◆ Aim ◆
Can you rewrite the records below, putting "Object" wherever "Target" appears and leaving everything else unchanged?

◆ Data shown ◆
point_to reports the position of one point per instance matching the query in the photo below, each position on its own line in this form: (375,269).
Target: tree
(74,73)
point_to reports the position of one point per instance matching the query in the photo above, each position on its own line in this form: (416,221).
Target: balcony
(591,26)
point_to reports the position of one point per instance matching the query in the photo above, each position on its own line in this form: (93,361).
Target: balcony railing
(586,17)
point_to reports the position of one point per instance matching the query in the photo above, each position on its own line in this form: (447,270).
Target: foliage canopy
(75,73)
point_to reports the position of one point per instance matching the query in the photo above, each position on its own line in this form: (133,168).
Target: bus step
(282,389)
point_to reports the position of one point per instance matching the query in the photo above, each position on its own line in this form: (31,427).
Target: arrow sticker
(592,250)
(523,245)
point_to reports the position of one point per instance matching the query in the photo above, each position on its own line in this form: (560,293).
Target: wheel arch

◆ Answer to the exercise ◆
point_to reports the position of one point per instance matching the query in the photo below, each position on its own line in this form: (375,269).
Object: tree
(74,73)
point_to reports the position of one point per instance matching the query in the photo above, each position on its own line in this form: (416,221).
Object: balcony
(591,26)
point_to reports the position of one point per instance matching the query in the photo above, each position on its own line in this form: (93,361).
Object: balcony railing
(586,17)
point_to reports the position of one point per instance matching the query in the photo above, each position on its own line in this form: (447,270).
Object: foliage canopy
(75,73)
point_to reports the position of one point per instance matching the query in the photo above, each position on its own line in this form: (133,168).
Object: bus step
(282,389)
point_to reports the position of one point per instance matching the query in the photo above, each position on its own line in this form: (31,427).
Object: arrow sticker
(592,250)
(523,245)
point_to reports the position of one point per instance matching the query in the photo above, each position on its own line in this form: (560,293).
Object: wheel arch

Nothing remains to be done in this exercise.